Records to process ▸
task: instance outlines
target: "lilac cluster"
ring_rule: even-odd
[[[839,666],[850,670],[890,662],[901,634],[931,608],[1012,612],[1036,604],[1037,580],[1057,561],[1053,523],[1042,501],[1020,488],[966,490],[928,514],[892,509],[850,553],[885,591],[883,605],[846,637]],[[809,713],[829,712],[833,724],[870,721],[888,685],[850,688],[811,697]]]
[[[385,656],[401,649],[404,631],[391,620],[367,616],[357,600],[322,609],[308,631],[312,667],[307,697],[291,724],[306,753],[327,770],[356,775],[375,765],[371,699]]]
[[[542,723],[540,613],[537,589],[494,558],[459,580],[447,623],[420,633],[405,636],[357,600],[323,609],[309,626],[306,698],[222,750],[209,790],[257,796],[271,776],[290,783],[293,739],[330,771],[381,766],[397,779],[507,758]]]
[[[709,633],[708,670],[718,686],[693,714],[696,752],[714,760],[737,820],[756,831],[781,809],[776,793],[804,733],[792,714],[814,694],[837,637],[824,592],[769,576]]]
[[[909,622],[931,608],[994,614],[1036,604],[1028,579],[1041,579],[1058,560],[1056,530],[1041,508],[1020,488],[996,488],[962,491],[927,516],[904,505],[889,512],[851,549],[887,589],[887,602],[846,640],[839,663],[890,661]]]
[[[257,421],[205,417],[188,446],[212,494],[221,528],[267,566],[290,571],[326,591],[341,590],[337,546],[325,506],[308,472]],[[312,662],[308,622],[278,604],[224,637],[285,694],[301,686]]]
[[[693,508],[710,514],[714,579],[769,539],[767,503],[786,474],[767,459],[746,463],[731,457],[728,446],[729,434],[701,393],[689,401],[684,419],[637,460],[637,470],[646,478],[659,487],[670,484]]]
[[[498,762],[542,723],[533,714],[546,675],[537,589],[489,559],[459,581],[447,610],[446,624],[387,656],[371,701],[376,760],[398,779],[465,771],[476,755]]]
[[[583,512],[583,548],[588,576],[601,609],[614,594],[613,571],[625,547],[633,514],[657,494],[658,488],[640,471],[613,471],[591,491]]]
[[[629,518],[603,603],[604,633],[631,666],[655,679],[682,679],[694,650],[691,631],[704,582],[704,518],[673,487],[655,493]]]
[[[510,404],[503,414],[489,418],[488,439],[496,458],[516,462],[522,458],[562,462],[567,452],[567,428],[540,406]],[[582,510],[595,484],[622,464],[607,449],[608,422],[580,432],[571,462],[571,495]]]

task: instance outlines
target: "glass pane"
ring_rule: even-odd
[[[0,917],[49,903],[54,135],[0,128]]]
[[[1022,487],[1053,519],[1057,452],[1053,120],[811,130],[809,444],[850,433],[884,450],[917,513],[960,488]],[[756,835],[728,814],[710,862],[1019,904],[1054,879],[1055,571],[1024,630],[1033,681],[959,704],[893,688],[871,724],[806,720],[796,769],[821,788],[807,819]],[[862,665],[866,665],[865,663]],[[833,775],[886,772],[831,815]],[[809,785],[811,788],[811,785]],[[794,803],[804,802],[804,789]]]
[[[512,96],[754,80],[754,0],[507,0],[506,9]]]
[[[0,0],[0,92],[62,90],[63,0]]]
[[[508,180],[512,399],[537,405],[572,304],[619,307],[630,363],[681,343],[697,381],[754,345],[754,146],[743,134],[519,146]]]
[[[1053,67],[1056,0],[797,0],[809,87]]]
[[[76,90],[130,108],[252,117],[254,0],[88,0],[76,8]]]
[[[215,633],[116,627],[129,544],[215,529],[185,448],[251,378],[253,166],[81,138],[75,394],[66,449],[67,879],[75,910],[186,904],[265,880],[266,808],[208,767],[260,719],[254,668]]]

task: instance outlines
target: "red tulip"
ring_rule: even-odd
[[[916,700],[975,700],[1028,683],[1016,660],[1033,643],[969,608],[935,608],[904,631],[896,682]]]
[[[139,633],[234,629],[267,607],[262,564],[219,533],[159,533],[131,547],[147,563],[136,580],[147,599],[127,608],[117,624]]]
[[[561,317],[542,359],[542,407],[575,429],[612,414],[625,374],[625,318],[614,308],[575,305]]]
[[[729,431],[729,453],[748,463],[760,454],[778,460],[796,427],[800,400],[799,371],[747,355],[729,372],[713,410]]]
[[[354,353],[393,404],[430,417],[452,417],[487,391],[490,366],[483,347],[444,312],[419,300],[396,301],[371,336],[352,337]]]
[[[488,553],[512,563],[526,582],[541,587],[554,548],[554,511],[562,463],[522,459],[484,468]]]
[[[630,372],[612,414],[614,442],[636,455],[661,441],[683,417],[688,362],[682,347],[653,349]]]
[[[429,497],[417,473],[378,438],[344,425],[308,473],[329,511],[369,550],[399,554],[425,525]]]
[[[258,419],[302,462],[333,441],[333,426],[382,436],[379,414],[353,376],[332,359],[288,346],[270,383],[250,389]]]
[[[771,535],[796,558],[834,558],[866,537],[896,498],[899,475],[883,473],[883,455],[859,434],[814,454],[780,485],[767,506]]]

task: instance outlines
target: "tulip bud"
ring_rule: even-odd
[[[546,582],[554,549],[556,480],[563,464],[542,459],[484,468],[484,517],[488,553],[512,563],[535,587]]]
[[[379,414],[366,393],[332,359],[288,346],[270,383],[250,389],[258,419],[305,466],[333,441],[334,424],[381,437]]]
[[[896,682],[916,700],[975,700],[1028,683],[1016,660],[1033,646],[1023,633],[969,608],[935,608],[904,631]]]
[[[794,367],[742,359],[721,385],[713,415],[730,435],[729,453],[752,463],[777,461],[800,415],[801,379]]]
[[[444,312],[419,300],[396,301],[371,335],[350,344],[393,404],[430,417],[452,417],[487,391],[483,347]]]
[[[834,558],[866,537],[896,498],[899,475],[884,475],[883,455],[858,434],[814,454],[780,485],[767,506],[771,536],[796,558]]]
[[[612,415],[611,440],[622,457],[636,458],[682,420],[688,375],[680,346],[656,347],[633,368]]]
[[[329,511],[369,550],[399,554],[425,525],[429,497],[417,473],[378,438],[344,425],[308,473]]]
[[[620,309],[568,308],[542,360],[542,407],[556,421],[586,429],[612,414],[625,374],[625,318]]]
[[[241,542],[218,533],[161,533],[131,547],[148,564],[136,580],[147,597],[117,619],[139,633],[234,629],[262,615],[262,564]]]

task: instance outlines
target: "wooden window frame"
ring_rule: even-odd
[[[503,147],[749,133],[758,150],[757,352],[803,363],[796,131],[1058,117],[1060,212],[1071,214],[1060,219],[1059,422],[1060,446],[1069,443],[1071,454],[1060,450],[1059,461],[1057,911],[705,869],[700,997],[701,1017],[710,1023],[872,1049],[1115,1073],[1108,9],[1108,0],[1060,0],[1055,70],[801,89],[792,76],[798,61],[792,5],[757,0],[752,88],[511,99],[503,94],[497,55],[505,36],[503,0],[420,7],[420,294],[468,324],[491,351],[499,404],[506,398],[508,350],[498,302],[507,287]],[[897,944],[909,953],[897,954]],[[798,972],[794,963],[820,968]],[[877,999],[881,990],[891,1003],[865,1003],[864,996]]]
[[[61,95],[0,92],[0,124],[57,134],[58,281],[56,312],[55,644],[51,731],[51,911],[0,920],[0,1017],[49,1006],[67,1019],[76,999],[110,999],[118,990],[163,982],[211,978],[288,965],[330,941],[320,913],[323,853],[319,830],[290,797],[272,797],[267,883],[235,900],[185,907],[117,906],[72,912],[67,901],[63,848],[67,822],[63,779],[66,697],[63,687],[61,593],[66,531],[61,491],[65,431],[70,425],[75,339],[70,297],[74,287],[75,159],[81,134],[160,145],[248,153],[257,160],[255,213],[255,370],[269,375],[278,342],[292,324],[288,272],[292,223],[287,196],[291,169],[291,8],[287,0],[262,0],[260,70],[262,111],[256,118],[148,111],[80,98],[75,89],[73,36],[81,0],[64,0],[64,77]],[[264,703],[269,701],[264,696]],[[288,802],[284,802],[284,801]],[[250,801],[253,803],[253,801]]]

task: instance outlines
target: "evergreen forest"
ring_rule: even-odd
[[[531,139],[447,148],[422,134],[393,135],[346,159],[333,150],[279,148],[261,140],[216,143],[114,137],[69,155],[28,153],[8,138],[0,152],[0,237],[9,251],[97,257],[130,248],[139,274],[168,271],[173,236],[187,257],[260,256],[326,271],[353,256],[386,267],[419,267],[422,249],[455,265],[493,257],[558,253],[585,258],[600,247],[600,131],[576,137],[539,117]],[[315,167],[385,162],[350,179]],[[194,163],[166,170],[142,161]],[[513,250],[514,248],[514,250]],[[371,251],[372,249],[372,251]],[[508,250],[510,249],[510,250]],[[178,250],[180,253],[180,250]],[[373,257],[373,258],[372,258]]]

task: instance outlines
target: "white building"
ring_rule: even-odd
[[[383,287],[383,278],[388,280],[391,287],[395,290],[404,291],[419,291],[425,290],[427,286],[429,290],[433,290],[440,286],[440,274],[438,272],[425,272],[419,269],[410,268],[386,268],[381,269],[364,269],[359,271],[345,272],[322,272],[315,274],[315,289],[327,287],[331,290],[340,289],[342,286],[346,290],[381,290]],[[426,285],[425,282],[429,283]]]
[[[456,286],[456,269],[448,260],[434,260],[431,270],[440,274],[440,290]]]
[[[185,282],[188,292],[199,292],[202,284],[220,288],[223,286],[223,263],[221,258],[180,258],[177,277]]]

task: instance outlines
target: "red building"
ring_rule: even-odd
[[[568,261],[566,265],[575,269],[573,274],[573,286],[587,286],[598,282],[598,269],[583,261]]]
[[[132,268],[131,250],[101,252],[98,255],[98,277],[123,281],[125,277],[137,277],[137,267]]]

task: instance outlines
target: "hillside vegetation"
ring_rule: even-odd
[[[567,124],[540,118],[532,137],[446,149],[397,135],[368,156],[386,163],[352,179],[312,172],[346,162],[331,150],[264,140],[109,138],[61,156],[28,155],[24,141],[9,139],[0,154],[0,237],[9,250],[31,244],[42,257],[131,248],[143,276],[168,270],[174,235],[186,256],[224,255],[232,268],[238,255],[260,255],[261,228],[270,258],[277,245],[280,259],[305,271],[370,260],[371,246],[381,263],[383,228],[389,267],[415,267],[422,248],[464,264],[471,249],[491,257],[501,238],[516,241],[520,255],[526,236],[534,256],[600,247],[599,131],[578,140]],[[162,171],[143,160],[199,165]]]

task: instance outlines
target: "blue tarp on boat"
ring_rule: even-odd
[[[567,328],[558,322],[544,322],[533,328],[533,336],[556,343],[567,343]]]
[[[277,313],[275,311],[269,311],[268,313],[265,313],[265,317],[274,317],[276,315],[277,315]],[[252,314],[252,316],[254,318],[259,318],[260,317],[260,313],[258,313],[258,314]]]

What the task requires ▸
Scan the data above for the string "building" and copy each line where it appears.

Solution for this task ▸
target: "white building"
target: "red building"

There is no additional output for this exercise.